■ Text:

# Restoring 37 Elgin?



## 1937 Elgin (Dec 23, 2014)

Hello All,

When it comes to Paint? Keep Original or Re-paint? Any thoughts? Do's and don'ts on cleaning and or preserving?

Rich


----------



## RustyK (Dec 23, 2014)

Orig!


----------



## Robertriley (Dec 23, 2014)

It's only original once!


----------



## 1937 Elgin (Dec 23, 2014)

Would a clear coat help protect it or commando all the way?


----------



## ThegoodThebad&Therusty (Dec 23, 2014)

Commando, if you CC it, it ain't original anymore. 

Wax on, wax off ...

pap
.


----------



## ThegoodThebad&Therusty (Dec 23, 2014)

I mean does _this_ look original to anyone ? ...







pap
.


----------



## pedal_junky (Dec 23, 2014)

Yep. Keep as is. It's bad ass.


----------



## Freqman1 (Dec 23, 2014)

I agree with the others in regards to keeping what you have original. That said just realize you are going to be way upside down financially on this bike if you restore it to original. Building a bike from parts is never the most economical way to go. V/r Shawn


----------



## 1937 Elgin (Dec 23, 2014)

ThegoodThebad&Therusty said:


> I mean does _this_ look original to anyone ? ...
> 
> View attachment 187144
> 
> ...






Thanks Pap & Frank

Commando it is.


----------



## ThegoodThebad&Therusty (Dec 24, 2014)

■ Material shown:
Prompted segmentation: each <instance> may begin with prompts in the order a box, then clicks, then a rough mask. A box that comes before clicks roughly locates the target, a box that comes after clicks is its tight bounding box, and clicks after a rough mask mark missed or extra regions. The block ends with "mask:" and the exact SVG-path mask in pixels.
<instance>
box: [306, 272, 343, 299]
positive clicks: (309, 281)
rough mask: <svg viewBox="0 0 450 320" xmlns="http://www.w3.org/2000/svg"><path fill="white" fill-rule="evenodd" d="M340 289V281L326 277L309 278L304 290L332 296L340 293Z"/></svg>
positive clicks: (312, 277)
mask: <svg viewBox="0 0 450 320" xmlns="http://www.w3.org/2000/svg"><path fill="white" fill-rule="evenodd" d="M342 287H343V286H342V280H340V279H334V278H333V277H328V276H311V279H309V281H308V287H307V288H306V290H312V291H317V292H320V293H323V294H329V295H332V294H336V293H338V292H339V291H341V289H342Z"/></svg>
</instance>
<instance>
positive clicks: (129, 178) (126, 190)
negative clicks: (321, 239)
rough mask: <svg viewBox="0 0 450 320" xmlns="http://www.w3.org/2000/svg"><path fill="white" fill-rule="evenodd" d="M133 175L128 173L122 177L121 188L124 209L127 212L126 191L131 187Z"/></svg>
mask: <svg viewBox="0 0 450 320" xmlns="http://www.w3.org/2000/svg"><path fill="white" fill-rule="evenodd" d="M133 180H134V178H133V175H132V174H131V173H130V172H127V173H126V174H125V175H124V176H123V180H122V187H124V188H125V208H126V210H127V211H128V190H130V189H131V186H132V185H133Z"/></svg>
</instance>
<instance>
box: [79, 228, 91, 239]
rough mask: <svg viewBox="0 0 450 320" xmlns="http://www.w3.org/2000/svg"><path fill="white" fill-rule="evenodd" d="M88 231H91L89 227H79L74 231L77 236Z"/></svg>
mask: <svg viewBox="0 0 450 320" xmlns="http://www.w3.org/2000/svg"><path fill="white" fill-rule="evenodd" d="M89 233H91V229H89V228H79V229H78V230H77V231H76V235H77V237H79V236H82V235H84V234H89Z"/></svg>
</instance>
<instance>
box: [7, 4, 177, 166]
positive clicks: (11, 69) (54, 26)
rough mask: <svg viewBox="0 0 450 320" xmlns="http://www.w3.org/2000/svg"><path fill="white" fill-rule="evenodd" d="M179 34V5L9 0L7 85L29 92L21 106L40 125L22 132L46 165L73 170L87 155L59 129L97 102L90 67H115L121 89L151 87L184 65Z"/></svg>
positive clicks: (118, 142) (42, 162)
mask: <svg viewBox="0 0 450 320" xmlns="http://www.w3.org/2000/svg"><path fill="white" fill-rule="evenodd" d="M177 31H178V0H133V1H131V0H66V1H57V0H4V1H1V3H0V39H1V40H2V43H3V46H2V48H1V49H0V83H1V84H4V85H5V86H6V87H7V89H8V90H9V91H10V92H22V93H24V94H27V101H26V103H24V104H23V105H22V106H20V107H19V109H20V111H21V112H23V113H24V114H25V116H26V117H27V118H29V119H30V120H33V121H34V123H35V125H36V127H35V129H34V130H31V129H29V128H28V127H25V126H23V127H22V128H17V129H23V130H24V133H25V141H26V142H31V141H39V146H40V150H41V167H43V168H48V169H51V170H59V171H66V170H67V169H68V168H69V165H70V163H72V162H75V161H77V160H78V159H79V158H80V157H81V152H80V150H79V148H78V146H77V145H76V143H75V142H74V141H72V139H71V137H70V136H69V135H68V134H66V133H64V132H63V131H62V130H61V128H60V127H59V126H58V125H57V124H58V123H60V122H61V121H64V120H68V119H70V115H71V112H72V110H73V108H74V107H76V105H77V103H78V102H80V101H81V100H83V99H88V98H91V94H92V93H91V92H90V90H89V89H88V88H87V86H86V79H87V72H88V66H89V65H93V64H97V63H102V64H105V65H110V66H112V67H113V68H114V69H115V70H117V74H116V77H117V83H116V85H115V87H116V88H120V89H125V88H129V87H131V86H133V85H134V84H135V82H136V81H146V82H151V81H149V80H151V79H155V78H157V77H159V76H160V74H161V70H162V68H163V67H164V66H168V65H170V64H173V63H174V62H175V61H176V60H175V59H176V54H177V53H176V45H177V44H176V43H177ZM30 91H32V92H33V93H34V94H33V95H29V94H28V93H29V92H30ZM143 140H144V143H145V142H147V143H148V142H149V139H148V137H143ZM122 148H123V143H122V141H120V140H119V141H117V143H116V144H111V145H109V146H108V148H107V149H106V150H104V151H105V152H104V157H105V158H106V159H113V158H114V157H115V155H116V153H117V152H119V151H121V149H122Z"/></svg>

■ Apply what you read:
(a) Reproduce the passage of the 1937 Elgin thread that begins at the words "# Restoring 37" and ends after the words "and or preserving?".
(b) In the 1937 Elgin thread, what does Freqman1 say is never the most economical way to go?
(c) Decide whether each statement agrees with the 1937 Elgin thread, and quote the deciding words for each. (i) RustyK advises repainting the bike. (ii) ThegoodThebad&Therusty says a clear coat would leave the bike original. (iii) The original poster decides to go commando.
The listing is separate material and is not part of the forum thread about the 1937 Elgin.

■ Answers for the exercise:
(a)
# Restoring 37 Elgin?



## 1937 Elgin (Dec 23, 2014)

Hello All,

When it comes to Paint? Keep Original or Re-paint? Any thoughts? Do's and don'ts on cleaning and or preserving?

(b) Building a bike from parts.

(c)
(i) No: "Orig!"
(ii) No: "if you CC it, it ain't original anymore."
(iii) Yes: "Commando it is."